**To do**
Give every line of the rows below as a JSON list of strings, one string per line, with blank lines left out.

**Exercise material**

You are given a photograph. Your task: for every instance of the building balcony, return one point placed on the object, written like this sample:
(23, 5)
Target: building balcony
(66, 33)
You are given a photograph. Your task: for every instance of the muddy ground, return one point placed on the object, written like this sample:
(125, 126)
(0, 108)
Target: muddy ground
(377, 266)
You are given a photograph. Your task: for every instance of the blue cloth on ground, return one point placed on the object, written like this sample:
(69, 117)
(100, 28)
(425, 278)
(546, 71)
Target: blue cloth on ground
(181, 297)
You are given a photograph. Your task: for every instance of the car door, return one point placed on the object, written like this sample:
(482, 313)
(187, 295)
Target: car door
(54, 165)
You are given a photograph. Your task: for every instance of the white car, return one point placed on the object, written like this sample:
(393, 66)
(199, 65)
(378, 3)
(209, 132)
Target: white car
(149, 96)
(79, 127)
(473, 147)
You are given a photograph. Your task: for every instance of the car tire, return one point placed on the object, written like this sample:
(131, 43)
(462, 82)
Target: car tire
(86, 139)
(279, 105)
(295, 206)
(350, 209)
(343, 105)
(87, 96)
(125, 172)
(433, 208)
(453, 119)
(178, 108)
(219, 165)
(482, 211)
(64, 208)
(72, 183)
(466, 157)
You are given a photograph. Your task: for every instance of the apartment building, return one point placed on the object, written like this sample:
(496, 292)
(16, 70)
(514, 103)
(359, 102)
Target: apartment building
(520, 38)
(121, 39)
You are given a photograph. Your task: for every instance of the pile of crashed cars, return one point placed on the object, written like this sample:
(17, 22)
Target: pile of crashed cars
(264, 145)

**Complete output**
[
  "You are given a photograph. Your task: for every instance of the building balcony, return one point placed on the object, written like this sample:",
  "(23, 5)",
  "Target: building balcony",
  "(66, 33)",
  "You are given a photograph. Your task: for every instance of the muddy ground, return one point placed on the object, written like this sample:",
  "(125, 126)",
  "(0, 108)",
  "Target: muddy ground",
  "(377, 266)",
  "You are given a photograph. Your task: for every instance of the blue cloth on ground, return one point placed on the object, written like this sample:",
  "(69, 117)",
  "(100, 28)",
  "(425, 278)",
  "(546, 71)",
  "Target: blue cloth on ground",
  "(181, 297)",
  "You are given a photograph. Your task: for every instance of the car door, return one point placed on the object, written like this sample:",
  "(482, 313)",
  "(187, 295)",
  "Target: car door",
  "(54, 165)",
  "You are given a photograph. Your task: for every instance of the white car, return one point placed on the object, written like this sample:",
  "(393, 66)",
  "(199, 65)",
  "(378, 3)",
  "(209, 132)",
  "Target: white car",
  "(149, 96)",
  "(79, 127)",
  "(473, 147)",
  "You are given a photograph. Your task: for every instance of the car tire, return one point placed on the object, written like this sample:",
  "(131, 43)",
  "(462, 82)",
  "Target: car tire",
  "(86, 139)",
  "(279, 105)",
  "(295, 206)",
  "(350, 209)",
  "(343, 105)",
  "(87, 96)",
  "(125, 172)",
  "(433, 208)",
  "(453, 119)",
  "(178, 108)",
  "(219, 165)",
  "(482, 211)",
  "(64, 208)",
  "(72, 183)",
  "(466, 157)",
  "You are given a photograph. Your task: for every instance of the apartment building, return one point placed on the object, written like this sample:",
  "(496, 292)",
  "(16, 70)",
  "(514, 103)",
  "(359, 102)",
  "Target: apartment building",
  "(520, 38)",
  "(121, 39)",
  "You are given a photograph. Your task: for every instance of the pile of crashed cars, return one point placed on the object, written like this sample:",
  "(17, 22)",
  "Target: pile of crashed cars",
  "(264, 145)"
]